_Extracted text_

_ _ _ _ _ _ _

Skip to content

Diagnostics

The adaptive recovery machinery: inline probe, failure-mode taxonomy, reward refiner.

curatorkit.diagnostic.failure_modes

Failure mode taxonomy for the CuratorKIT diagnostic loop.

FailureMode classifies WHY a sample was rejected by a quality gate (hallucination, reward, or diversity), so rejections become actionable: each mode maps to a concrete fix (lower the temperature, tighten the grounding prompt, regenerate the question, ...) instead of an opaque drop.

Recovery is INLINE: DiagnosticProbe attempts each probe path and stores the passing sample in FailureDiagnosis.recovered_sample if any path succeeds. There is no separate pass 2 — the pipeline routes recovered samples forward immediately.

FailureDiagnosis dataclass

FailureDiagnosis(mode: FailureMode, evidence: list[bool] = list(), probe_calls: int = 0, notes: dict[str, Any] = dict(), recovered_sample: DataSample | None = None)

Result of DiagnosticProbe.diagnose(). Attached to RejectedSample.diagnosis.

Fields

mode : FailureMode — the diagnosed cause evidence : list[bool] — Probe 1 pass/fail pattern [T=0.3, T=0.5] probe_calls : int — total LLM calls consumed by all probes notes : dict — extra info (e.g. which prompt variant succeeded) recovered_sample : DataSample | None — the passing re-generation from the probe, if any probe path succeeded. Pipeline routes this back into the accepted pool inline. None means all probes were exhausted.

_ _ _ _ _ _ _

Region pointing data

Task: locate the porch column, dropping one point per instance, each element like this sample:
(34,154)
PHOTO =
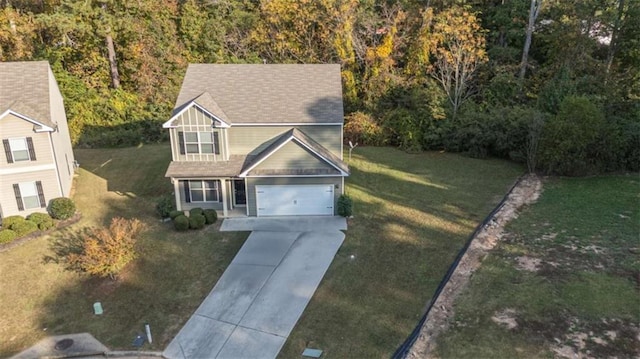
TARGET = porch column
(223,189)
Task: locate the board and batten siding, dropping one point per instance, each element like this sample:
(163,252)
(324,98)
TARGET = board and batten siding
(259,181)
(13,127)
(194,120)
(291,155)
(50,188)
(252,140)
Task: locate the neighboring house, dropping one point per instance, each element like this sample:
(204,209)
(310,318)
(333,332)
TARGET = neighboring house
(258,140)
(38,164)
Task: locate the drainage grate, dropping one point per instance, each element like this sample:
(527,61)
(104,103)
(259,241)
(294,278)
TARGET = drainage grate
(63,344)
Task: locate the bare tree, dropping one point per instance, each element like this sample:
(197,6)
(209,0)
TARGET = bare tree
(534,11)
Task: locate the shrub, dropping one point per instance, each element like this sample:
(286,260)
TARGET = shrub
(174,214)
(165,206)
(7,222)
(211,216)
(61,208)
(345,206)
(23,228)
(106,251)
(181,223)
(363,129)
(42,220)
(194,211)
(7,235)
(196,221)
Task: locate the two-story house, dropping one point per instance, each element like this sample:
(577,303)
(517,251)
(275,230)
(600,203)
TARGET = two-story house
(38,164)
(260,140)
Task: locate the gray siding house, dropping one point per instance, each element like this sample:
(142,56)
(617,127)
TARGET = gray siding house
(38,162)
(258,140)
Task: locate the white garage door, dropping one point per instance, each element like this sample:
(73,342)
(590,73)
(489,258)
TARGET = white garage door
(294,200)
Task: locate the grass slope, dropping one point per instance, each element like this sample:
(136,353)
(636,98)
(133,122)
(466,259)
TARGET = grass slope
(173,272)
(413,213)
(584,297)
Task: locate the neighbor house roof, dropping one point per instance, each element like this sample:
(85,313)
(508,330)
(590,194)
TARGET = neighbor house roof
(265,94)
(24,91)
(305,141)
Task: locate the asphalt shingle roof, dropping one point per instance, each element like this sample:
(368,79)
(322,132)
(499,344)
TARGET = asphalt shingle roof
(257,94)
(24,88)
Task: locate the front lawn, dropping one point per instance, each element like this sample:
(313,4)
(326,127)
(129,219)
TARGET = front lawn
(566,276)
(412,214)
(173,272)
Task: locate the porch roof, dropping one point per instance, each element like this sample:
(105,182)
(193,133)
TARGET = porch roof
(207,169)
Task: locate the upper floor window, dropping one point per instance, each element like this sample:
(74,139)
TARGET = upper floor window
(29,195)
(199,142)
(19,149)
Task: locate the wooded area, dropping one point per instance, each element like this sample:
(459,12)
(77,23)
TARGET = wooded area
(554,83)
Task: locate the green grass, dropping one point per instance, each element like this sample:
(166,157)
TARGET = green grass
(163,286)
(586,233)
(413,213)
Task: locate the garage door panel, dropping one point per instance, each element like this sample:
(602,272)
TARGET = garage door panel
(292,200)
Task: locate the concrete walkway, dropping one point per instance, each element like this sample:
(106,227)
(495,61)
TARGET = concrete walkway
(259,298)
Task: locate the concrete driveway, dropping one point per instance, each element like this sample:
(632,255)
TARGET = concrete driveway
(256,303)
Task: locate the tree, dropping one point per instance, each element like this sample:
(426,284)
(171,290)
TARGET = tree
(534,11)
(104,252)
(458,47)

_ _ _ _ _ _ _

_Exercise description_
Extend the CuratorKIT failure-mode documentation, starting after its last sentence.

_Result of this task_
Typical uses

mode + evidence aggregate into per-mode rejection breakdowns (see PipelineDiagnostics and diagnostic_summary.json); probe_calls tracks the LLM budget the probe consumed, so recovery yield can be cost-normalised; recovered_sample is not None marks an actual inline recovery.

was_recovered property

was_recovered: bool

True when the probe produced an inline passing re-generation.

to_dict

to_dict() -> dict[str, Any]

Serialise to plain dict for rejected.jsonl output.

curatorkit.diagnostic.diagnostics

PipelineDiagnostics — run-level accumulator for failure diagnoses.

Held by the Pipeline instance when the probe is active. Passed through PipelineResult to Curator, then accessible to the caller via result.diagnostics.

Recovery is INLINE: probe_recovery_count() reports samples where the DiagnosticProbe actually produced a passing re-generation. This replaces the old hypothetical recovery_rate() which counted RECOVERABLE dict flags.

Typical uses

mode_counts() and probe_recovery_count() feed the per-mode rejection breakdown written to diagnostic_summary.json; total_probe_calls() tracks the LLM budget the probe consumed, so recovery yield can be cost-normalised.

PipelineDiagnostics

PipelineDiagnostics()

probe_recovery_count

probe_recovery_count() -> int

Number of samples where the probe produced an inline passing re-generation.